- SR 97; mainline in red, spur route in blue

Route information
- Maintained by GDOT
- Length: 57.2 mi (92.1 km)

Major junctions
- South end: CR 269A at the Florida state line west-southwest of Faceville
- US 27 / US 84 / SR 1 / SR 38 in Bainbridge; SR 309 in Bainbridge; US 84 Bus. / SR 38 Bus. in Bainbridge; US 27 Bus. / SR 1 Bus. in Bainbridge; SR 262 in Vada; SR 112 in Camilla;
- North end: SR 37 in Camilla

Location
- Country: United States
- State: Georgia
- Counties: Decatur, Mitchell

Highway system
- Georgia State Highway System; Interstate; US; State; Special;
| ← SR 96 |  | → SR 98 |

= Georgia State Route 97 =

Highway in Georgia

State Route 97 (SR 97) is a 57.2 mi southwest-to-northeast state highway in the southwestern part of the U.S. state of Georgia. The highway's southern terminus is at the Florida state line, southwest of Faceville, where the roadway continues as County Road 269A to US 90 in Florida. Its northern terminus is at SR 37 in Camilla. The highway connects Faceville with Camilla, via Bainbridge, Vada, and Hopeful.

> What to do:
Please retype the passage of the Georgia State Route 97 article that begins with the words containing "State Route 97 (SR" and ends with "Vada, and Hopeful.".

Saved data entries
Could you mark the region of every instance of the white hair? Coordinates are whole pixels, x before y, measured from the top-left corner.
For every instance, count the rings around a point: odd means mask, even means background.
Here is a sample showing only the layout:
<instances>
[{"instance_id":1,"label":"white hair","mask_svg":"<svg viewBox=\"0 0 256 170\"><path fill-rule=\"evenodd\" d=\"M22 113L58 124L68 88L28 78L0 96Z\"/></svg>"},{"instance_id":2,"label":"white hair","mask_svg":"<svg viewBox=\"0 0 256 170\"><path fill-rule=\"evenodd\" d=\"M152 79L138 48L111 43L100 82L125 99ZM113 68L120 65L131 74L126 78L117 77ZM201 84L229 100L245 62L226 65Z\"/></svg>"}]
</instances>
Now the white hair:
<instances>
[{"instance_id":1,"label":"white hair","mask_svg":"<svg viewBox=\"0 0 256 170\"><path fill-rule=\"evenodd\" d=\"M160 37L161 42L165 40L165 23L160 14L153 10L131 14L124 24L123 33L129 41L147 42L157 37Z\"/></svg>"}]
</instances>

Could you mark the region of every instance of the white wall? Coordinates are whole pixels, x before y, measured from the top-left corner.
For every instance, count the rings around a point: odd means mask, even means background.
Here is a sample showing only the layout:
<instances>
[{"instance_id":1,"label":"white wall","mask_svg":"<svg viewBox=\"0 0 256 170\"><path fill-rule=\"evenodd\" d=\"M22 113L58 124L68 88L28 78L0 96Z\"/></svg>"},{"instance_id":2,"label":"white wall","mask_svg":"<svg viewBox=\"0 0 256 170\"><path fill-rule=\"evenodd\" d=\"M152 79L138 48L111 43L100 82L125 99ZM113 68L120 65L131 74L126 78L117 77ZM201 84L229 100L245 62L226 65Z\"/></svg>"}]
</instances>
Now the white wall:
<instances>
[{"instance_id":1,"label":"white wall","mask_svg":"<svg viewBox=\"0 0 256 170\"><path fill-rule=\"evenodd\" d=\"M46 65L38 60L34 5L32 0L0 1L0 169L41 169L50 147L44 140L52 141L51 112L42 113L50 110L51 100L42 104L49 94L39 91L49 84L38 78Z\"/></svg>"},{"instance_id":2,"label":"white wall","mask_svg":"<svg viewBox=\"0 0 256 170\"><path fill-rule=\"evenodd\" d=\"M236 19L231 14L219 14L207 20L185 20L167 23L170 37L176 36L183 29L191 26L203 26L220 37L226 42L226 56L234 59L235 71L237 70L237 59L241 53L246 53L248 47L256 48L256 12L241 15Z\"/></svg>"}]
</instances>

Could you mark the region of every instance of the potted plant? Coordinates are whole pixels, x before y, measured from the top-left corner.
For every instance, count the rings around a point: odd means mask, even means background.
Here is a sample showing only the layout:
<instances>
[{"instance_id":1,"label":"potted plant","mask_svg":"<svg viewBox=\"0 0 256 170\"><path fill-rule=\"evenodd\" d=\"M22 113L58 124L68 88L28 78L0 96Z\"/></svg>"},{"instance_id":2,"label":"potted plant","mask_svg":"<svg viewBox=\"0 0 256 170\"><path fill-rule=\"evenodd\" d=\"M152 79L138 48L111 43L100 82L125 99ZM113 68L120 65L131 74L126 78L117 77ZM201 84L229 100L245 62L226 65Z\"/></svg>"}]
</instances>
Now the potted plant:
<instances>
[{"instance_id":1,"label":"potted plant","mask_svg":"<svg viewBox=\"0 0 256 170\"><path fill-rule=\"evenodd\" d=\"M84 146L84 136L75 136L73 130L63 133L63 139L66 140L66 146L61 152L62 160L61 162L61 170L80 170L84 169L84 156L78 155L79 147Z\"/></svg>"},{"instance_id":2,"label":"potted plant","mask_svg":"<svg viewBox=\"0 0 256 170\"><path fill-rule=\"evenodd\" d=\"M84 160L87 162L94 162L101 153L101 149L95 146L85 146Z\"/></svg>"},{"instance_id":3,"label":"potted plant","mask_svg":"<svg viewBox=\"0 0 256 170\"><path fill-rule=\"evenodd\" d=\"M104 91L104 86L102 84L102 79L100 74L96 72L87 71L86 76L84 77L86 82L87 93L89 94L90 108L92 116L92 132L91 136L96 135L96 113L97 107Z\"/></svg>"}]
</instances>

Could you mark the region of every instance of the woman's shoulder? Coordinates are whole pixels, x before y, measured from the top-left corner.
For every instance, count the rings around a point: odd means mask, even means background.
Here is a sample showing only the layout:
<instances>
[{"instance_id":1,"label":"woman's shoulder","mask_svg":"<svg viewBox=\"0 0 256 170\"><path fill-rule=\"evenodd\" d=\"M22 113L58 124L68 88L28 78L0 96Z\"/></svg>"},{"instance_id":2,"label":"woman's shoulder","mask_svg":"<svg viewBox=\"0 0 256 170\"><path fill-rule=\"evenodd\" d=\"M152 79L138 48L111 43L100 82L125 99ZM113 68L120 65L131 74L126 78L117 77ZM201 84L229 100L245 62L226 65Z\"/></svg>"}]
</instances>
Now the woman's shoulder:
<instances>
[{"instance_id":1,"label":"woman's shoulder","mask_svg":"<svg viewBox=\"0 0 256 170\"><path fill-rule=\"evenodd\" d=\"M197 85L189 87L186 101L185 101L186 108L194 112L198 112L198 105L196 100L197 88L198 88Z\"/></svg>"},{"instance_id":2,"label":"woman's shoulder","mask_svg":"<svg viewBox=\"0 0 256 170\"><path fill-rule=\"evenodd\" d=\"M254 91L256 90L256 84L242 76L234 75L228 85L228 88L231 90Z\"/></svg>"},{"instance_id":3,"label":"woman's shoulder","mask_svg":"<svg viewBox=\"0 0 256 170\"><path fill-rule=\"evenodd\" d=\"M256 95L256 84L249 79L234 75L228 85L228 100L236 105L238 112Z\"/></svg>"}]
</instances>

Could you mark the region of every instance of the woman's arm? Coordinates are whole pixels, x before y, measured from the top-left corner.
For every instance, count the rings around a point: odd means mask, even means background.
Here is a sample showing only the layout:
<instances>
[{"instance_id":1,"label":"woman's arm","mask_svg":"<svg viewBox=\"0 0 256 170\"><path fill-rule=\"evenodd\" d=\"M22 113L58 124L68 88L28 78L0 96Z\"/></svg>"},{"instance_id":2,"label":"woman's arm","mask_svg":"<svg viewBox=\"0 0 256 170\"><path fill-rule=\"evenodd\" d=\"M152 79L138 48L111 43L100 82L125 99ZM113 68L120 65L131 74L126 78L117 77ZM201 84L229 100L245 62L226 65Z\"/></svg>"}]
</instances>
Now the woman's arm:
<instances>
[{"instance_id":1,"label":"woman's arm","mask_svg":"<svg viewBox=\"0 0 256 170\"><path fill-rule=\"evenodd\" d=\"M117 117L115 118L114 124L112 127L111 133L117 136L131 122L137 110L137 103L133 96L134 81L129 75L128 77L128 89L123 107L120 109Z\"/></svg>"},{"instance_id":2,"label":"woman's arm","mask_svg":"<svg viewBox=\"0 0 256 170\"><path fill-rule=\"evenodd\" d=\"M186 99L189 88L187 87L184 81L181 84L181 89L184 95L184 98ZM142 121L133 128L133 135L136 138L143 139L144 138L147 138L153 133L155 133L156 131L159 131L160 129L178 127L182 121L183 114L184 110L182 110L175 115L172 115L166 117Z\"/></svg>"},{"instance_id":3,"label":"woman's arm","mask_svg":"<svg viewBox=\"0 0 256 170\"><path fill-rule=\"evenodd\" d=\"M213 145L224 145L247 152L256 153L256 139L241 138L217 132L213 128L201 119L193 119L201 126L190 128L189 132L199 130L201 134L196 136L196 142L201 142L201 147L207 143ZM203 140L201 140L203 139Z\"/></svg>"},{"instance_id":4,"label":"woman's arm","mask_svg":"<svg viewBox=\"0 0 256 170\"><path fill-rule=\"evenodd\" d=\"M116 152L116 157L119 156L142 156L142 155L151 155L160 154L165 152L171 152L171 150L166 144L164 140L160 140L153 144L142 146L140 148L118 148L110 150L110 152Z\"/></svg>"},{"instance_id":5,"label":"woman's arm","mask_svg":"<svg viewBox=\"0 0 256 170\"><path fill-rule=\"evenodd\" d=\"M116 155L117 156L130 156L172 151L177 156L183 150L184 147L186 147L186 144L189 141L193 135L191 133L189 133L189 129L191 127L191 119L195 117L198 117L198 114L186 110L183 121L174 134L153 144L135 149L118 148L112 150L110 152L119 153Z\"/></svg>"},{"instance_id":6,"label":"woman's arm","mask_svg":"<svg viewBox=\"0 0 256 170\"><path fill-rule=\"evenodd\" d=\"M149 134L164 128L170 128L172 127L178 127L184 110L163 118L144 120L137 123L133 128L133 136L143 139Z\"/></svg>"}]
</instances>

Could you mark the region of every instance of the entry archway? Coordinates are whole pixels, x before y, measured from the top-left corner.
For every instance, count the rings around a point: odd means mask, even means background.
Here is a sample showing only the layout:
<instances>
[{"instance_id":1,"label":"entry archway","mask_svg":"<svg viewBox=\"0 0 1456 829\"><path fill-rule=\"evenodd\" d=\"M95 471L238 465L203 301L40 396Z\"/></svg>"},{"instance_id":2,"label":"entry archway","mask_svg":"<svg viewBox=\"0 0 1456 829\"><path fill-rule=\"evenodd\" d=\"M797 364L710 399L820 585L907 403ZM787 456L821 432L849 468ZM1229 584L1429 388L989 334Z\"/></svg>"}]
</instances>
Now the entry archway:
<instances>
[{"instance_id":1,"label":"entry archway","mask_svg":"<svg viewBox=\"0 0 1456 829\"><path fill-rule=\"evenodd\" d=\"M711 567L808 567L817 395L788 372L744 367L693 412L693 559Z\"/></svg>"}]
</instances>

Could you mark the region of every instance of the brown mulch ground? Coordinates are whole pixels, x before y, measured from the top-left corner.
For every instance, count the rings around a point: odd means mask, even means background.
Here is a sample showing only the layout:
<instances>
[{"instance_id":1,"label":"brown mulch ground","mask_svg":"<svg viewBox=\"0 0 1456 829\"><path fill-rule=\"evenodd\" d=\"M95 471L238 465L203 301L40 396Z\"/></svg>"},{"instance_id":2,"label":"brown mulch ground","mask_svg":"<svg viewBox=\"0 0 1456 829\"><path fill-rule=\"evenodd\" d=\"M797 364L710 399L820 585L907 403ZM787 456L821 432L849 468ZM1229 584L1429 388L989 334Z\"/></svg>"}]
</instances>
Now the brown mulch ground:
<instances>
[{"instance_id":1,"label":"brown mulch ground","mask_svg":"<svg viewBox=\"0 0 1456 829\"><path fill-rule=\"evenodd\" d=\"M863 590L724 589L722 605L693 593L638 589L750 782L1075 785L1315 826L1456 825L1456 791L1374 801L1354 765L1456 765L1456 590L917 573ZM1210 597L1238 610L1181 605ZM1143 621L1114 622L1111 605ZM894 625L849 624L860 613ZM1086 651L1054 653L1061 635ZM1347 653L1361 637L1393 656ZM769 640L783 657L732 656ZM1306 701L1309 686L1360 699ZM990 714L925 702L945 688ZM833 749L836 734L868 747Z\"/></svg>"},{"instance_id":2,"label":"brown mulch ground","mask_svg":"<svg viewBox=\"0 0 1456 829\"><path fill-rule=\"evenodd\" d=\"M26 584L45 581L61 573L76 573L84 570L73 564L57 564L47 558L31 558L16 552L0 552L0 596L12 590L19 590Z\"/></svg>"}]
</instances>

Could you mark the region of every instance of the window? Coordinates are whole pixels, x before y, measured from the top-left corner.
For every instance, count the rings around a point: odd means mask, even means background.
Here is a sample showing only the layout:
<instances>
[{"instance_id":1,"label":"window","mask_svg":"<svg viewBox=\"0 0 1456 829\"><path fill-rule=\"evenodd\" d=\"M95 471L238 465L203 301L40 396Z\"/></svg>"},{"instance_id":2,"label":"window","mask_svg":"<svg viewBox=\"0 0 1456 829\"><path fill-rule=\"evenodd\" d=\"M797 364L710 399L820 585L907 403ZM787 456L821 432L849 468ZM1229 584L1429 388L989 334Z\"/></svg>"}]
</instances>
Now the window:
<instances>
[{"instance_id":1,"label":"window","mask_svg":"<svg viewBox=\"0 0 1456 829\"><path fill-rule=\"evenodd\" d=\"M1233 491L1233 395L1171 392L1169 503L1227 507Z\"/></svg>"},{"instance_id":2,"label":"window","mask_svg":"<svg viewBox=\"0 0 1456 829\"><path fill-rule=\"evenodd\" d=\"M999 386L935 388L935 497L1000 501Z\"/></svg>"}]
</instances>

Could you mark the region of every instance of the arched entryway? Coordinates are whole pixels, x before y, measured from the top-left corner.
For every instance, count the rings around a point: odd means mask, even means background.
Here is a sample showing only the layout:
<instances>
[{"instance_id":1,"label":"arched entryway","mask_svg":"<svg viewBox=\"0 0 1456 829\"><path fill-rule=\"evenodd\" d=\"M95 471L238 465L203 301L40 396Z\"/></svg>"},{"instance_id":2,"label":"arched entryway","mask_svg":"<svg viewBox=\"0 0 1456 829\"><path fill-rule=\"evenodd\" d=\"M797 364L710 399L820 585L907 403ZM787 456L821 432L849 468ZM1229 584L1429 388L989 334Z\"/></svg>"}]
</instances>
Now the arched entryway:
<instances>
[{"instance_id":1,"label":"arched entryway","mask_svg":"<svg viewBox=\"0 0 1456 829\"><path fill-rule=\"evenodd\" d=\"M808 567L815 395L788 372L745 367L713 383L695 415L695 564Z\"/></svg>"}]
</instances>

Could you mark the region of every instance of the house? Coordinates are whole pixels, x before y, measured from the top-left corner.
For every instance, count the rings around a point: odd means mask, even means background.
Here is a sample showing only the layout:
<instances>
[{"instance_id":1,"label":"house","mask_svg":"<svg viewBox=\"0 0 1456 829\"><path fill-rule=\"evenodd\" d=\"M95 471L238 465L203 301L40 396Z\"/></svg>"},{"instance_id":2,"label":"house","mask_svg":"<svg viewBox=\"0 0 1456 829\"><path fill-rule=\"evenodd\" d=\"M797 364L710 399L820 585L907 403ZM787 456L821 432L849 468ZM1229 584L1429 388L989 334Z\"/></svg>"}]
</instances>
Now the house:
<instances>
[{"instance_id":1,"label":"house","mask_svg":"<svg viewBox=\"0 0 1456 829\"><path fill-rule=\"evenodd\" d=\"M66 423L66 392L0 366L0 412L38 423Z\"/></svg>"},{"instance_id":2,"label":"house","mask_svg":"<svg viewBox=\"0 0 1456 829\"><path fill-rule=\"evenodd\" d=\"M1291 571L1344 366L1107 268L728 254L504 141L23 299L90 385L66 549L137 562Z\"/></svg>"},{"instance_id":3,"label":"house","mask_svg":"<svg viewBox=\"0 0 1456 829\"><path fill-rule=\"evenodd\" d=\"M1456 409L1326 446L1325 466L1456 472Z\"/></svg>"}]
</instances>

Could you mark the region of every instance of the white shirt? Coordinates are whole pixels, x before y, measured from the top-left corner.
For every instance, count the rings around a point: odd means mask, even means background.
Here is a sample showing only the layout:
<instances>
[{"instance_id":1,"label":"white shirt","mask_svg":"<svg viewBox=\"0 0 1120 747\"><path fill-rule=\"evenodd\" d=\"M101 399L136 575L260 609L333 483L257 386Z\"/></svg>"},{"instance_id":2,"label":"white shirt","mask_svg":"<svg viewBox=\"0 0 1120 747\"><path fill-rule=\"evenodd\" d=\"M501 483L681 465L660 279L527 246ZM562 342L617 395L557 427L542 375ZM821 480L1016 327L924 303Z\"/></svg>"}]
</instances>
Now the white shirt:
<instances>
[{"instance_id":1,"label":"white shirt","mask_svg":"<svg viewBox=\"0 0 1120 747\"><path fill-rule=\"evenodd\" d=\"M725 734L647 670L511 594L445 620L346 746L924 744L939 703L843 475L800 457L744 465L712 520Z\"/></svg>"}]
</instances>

> Output for this exercise:
State Route 97 (SR 97) is a 57.2 mi southwest-to-northeast state highway in the southwestern part of the U.S. state of Georgia. The highway's southern terminus is at the Florida state line, southwest of Faceville, where the roadway continues as County Road 269A to US 90 in Florida. Its northern terminus is at SR 37 in Camilla. The highway connects Faceville with Camilla, via Bainbridge, Vada, and Hopeful.